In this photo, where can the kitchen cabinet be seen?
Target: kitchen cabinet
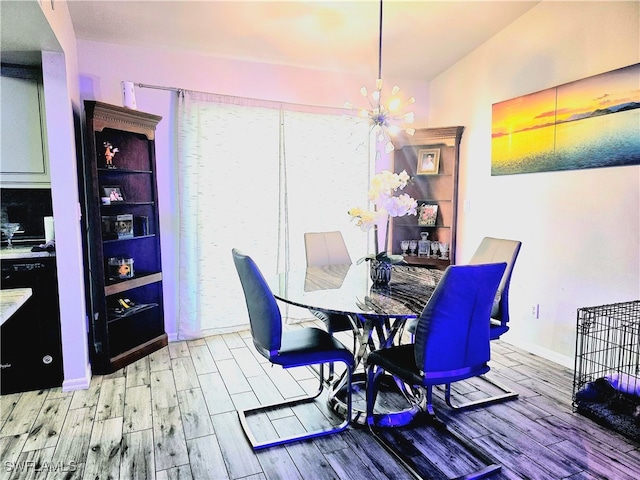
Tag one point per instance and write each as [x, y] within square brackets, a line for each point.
[123, 236]
[30, 339]
[23, 148]
[431, 158]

┄┄┄┄┄┄┄┄┄┄

__Problem to work on__
Render every one of the records above as a two-column CSV headed record_text and answer, with one row per record. Put each field in double quotes, replace line breaks with spaces, and omit the pictures.

__Complete output__
record_text,answer
"In this photo, where can the kitchen cabinet be seen? Target: kitchen cabinet Tag one point per instance and write each as [x, y] within square brackets, a line for each point.","[123, 236] [30, 339] [23, 148] [431, 158]"